(Texto fuente):
*****
Críticas de espectáculos

Madre Coraje y sus hijos/Bertolt Brecht/Atalaya

 

Atalaya monta a Bertolt Brecht

Escrita en el exilio danés en 1938, en vísperas del comienzo de la Segunda Guerra Mundial en septiembre del año siguiente, la primera representación de Madre Coraje y sus hijos se lleva a cabo en la Schauspielhaus de Zurich, en 1941, siendo la gran actriz alemana Therese Giehse su protagonista. Habrá que esperar a 1949, una vez terminada la guerra, para que el propio Brecht la pueda dirigir en el Deutsches Theater del Berlín oriental, creando así el Berliner Ensemble y actuando esta vez Helene Weigel como actriz principal. La obra se volverá a montar un año después en el Kammerspiele de Munich, siendo de nuevo la Giehse, primera actriz de dicho teatro, su protagonista. Y aún realizará Brecht un tercer montaje en 1952.
*****
(Ejercicio propuesto): Según la crítica sobre el montaje de Atalaya, ¿en qué teatro se llevó a cabo la primera representación de Madre Coraje y sus hijos?

(Registros de puntos etiquetados)
*****
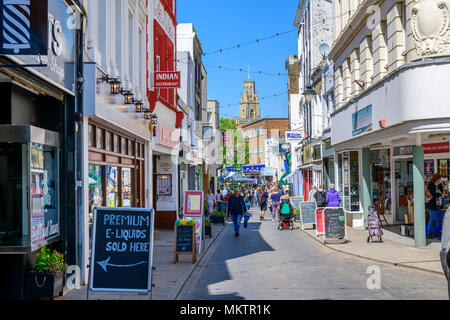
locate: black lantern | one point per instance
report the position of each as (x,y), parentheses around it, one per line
(138,105)
(128,95)
(115,85)
(147,114)
(154,119)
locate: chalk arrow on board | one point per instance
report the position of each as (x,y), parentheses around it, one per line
(104,264)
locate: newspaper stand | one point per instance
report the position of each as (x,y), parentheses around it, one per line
(374,225)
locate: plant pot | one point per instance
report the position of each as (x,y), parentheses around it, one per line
(208,231)
(44,285)
(217,219)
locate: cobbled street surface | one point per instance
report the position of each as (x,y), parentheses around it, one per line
(265,263)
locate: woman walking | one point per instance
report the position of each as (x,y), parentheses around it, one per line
(237,210)
(275,197)
(434,205)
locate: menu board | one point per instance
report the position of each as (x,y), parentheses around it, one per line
(334,220)
(122,250)
(308,212)
(184,239)
(319,222)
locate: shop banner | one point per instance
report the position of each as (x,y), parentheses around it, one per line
(24,27)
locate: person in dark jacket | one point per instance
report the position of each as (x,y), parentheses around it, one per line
(333,197)
(237,209)
(434,205)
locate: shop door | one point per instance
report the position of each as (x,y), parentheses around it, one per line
(403,187)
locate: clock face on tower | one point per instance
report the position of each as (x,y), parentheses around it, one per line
(250,108)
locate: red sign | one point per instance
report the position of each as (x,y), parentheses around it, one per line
(441,147)
(319,222)
(167,79)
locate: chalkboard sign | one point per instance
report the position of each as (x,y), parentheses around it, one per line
(122,250)
(184,239)
(185,242)
(223,207)
(308,212)
(295,201)
(334,220)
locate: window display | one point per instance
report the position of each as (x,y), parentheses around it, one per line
(350,181)
(381,180)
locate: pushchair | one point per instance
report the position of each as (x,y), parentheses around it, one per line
(374,225)
(285,215)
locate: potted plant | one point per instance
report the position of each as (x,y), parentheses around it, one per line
(208,228)
(217,217)
(47,277)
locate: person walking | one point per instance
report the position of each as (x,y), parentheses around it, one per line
(275,198)
(311,193)
(434,205)
(321,197)
(262,200)
(237,210)
(333,198)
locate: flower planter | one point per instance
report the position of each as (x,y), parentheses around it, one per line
(44,285)
(217,219)
(208,231)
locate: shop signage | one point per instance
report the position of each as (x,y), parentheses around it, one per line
(334,222)
(60,55)
(122,250)
(166,137)
(253,168)
(25,27)
(319,222)
(167,79)
(442,147)
(293,136)
(308,213)
(362,121)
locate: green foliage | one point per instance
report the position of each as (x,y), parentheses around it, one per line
(49,262)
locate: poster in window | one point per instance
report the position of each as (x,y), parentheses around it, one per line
(164,185)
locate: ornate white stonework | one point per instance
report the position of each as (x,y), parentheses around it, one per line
(430,25)
(164,20)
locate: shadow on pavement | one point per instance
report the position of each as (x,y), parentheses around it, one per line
(249,242)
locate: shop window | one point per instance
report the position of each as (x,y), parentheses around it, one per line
(13,229)
(124,146)
(95,190)
(91,136)
(380,190)
(127,197)
(99,136)
(112,192)
(351,181)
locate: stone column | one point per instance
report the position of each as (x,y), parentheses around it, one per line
(419,196)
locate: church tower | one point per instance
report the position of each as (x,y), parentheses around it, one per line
(250,108)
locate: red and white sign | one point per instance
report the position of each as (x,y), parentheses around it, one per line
(441,147)
(167,79)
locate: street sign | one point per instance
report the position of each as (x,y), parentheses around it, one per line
(122,250)
(167,79)
(334,222)
(308,212)
(24,27)
(293,136)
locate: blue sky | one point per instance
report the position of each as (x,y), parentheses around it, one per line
(221,24)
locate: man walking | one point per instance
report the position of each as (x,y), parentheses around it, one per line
(237,209)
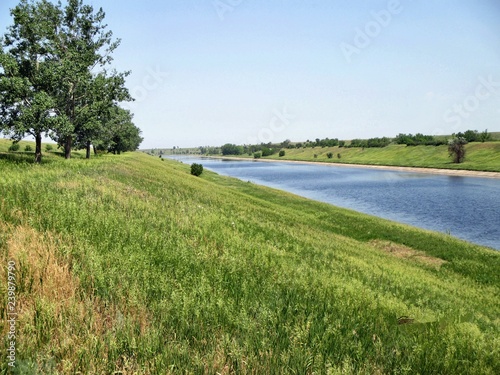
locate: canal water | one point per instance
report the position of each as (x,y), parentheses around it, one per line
(465,207)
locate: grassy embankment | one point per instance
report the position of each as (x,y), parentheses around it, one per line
(479,157)
(129,263)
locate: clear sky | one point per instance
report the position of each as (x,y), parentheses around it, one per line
(209,72)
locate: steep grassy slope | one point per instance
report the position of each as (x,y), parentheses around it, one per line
(131,264)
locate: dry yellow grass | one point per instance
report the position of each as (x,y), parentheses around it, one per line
(51,304)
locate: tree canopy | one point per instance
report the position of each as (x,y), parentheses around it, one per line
(54,81)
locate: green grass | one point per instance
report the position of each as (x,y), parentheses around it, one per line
(479,156)
(128,263)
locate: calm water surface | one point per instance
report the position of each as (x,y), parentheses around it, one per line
(465,207)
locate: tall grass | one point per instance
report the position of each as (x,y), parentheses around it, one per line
(131,264)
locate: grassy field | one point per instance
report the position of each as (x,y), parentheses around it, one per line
(128,263)
(479,156)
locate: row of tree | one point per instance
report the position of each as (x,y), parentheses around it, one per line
(54,79)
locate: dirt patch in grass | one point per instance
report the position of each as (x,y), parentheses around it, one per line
(405,252)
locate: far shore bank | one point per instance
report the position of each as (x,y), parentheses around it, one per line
(447,172)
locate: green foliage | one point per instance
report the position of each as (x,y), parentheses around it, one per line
(196,169)
(371,142)
(267,151)
(169,274)
(53,79)
(456,148)
(480,156)
(14,147)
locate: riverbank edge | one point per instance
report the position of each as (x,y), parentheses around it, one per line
(440,171)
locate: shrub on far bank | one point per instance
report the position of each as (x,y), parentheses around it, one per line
(14,147)
(196,169)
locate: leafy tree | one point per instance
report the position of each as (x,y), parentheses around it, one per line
(471,135)
(25,106)
(81,46)
(456,148)
(196,169)
(14,147)
(103,94)
(119,133)
(231,149)
(484,136)
(49,74)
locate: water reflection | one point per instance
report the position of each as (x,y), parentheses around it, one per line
(465,207)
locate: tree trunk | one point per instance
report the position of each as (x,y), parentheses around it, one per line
(67,147)
(38,148)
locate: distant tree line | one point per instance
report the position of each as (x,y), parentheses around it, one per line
(267,149)
(54,81)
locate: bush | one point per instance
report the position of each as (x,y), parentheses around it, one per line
(14,147)
(196,169)
(456,148)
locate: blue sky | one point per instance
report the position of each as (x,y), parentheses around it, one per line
(208,72)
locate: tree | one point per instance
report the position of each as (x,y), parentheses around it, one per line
(103,94)
(196,169)
(456,148)
(25,106)
(52,77)
(81,45)
(484,136)
(119,134)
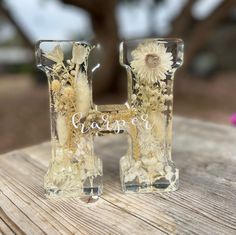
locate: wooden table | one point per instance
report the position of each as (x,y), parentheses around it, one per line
(205,203)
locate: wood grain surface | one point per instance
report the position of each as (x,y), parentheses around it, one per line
(205,153)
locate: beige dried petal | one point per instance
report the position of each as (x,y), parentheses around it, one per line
(62,131)
(56,54)
(79,53)
(83,95)
(68,93)
(55,86)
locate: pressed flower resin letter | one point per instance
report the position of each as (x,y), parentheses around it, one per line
(74,169)
(146,117)
(150,67)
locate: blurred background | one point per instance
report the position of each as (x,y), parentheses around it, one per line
(205,87)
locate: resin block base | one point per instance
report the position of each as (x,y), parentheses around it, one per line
(138,177)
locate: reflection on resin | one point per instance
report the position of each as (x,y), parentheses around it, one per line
(146,117)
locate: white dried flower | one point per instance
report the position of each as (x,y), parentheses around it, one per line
(82,95)
(151,61)
(56,54)
(79,53)
(62,130)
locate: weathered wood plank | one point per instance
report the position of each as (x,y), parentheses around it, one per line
(204,204)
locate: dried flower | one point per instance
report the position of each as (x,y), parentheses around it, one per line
(79,53)
(151,61)
(82,95)
(62,131)
(68,93)
(56,54)
(55,86)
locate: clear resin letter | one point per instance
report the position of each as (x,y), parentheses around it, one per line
(146,117)
(74,169)
(151,64)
*****
(Solución del problema): En la Schauspielhaus de Zurich.